--- Dostarczone wpisy ---
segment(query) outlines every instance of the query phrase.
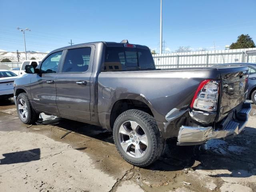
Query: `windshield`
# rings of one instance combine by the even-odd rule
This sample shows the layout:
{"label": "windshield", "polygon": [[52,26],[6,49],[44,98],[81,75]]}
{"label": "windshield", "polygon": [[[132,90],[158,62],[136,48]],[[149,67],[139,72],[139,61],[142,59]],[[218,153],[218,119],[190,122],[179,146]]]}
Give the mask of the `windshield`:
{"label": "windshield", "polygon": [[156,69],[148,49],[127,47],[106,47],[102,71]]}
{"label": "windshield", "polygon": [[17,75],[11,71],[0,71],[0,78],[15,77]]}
---
■ Zadanie do wykonania: Przepisz słowo w słowo wszystkie powyższe wpisy i pomiń w odpowiedzi obrazy.

■ Wynik ćwiczenia:
segment(query) outlines every instance of the query phrase.
Query: `windshield`
# rings of one instance combine by the even-odd rule
This sample shows the layout:
{"label": "windshield", "polygon": [[52,26],[6,49],[44,98],[81,75]]}
{"label": "windshield", "polygon": [[[132,90],[158,62],[136,48]],[[149,67],[139,72],[139,61],[142,59]],[[218,153],[218,119],[190,122],[179,146]]]}
Give the mask of the `windshield`:
{"label": "windshield", "polygon": [[156,69],[148,49],[127,47],[106,47],[102,71]]}
{"label": "windshield", "polygon": [[17,75],[11,71],[0,71],[0,78],[15,77]]}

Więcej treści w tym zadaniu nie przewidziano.